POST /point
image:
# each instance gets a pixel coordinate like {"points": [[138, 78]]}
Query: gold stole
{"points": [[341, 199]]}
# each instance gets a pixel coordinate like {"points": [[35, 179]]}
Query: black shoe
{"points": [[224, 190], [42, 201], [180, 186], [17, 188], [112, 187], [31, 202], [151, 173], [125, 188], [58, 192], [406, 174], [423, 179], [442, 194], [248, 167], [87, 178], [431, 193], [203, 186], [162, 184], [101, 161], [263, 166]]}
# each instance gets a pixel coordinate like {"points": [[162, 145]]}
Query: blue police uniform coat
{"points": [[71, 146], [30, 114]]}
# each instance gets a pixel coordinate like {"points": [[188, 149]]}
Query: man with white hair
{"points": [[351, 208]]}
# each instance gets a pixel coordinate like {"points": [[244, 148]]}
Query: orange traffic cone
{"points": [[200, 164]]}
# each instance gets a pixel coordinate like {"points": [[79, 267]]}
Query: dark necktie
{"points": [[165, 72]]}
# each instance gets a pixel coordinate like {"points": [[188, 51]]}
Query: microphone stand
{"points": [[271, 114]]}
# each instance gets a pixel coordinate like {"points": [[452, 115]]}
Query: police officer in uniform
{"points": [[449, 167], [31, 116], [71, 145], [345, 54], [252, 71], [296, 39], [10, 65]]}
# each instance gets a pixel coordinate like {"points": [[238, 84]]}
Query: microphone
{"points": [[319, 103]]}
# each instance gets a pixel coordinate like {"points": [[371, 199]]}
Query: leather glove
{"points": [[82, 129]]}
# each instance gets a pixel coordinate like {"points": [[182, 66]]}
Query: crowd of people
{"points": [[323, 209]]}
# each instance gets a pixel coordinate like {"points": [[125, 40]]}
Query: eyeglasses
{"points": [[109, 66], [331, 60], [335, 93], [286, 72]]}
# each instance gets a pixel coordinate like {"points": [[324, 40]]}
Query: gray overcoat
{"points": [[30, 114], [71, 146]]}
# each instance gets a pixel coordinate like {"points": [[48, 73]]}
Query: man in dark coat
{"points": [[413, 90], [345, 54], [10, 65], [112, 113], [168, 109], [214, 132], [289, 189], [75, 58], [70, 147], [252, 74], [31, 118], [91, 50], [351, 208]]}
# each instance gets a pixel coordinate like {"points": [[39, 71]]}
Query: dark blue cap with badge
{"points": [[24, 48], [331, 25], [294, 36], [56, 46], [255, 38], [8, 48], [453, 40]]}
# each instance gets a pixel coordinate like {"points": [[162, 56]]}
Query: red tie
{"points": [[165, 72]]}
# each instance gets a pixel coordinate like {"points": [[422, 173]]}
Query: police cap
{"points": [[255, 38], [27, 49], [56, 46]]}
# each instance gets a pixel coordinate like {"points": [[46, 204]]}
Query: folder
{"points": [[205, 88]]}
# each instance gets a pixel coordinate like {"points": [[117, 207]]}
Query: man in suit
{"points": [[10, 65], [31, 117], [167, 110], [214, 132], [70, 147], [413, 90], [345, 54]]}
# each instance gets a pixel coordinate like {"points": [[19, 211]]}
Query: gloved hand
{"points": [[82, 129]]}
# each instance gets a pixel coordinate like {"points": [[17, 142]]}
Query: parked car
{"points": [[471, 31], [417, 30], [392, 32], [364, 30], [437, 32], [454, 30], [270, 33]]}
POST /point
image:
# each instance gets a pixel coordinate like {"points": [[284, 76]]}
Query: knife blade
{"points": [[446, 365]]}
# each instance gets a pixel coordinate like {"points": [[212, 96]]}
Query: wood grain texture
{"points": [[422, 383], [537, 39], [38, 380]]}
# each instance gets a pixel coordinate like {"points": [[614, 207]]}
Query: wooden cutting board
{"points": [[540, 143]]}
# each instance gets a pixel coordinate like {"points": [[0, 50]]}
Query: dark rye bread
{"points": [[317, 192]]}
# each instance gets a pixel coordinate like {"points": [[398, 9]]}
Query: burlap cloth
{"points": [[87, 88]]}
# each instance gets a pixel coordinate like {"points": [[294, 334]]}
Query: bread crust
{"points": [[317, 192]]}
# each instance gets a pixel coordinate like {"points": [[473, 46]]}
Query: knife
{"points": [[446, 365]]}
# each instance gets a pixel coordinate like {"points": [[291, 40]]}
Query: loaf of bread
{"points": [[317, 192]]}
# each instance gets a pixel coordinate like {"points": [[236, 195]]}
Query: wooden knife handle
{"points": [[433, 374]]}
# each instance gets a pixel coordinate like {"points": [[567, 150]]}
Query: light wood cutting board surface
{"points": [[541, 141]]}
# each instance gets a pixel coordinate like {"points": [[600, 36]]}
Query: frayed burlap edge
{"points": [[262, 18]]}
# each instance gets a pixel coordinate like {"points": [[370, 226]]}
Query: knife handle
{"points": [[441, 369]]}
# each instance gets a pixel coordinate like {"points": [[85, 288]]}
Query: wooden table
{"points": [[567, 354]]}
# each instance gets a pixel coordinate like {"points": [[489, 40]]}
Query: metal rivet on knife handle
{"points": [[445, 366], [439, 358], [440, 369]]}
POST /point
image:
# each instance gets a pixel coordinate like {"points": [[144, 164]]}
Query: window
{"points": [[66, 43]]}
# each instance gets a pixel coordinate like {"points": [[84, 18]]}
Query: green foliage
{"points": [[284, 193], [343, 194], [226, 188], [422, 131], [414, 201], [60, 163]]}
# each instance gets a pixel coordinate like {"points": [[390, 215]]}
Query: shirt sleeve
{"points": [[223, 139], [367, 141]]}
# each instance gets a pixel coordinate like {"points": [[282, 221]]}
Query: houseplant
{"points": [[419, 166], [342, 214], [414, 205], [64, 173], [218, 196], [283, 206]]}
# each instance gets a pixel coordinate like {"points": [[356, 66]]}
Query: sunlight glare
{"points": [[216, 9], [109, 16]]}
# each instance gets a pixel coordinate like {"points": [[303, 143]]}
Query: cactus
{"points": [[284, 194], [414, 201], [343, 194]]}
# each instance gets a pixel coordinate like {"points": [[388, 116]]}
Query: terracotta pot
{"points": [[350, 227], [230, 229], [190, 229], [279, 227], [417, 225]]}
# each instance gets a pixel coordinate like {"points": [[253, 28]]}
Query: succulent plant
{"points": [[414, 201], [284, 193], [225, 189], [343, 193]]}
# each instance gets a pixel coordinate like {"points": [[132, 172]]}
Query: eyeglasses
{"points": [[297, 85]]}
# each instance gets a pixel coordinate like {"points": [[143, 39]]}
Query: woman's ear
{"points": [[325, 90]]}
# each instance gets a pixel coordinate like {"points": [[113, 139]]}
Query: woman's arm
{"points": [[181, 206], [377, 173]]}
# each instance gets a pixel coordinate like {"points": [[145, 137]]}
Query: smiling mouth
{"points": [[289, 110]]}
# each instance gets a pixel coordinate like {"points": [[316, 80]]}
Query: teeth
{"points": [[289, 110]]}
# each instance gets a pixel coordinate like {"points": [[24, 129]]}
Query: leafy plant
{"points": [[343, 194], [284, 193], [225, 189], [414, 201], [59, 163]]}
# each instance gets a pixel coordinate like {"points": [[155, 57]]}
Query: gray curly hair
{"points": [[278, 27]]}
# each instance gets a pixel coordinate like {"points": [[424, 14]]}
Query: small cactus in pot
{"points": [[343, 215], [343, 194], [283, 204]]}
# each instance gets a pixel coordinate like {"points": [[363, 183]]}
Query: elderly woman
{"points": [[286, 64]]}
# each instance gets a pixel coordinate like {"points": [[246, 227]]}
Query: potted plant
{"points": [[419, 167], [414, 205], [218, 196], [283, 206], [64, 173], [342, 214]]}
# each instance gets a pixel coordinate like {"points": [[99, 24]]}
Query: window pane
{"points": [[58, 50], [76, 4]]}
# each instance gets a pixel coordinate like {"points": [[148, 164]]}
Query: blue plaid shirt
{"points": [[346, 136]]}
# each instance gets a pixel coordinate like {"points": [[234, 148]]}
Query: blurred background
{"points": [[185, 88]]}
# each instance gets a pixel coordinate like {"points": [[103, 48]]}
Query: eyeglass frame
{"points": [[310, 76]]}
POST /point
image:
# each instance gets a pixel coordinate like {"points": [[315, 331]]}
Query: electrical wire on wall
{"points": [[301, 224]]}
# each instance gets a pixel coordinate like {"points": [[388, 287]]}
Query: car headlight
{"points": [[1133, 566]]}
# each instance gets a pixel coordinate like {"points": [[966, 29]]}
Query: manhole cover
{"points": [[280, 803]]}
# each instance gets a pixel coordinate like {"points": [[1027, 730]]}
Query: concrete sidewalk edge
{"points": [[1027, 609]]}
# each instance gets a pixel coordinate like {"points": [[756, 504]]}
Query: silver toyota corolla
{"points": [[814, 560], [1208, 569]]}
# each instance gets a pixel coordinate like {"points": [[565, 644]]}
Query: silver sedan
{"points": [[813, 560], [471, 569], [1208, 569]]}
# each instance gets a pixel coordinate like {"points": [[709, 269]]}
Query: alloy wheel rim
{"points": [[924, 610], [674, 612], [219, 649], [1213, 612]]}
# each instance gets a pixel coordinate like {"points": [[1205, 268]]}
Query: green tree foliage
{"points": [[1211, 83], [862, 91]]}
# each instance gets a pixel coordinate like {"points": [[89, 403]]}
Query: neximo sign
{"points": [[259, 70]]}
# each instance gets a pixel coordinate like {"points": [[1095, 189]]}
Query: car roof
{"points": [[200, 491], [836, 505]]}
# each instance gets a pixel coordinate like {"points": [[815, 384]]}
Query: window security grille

[To do] Which lines in the data above contain the string "burlap"? Pick out every one of them, treating uppercase and lowercase as different.

[Complete response]
Query: burlap cloth
Query: frayed burlap edge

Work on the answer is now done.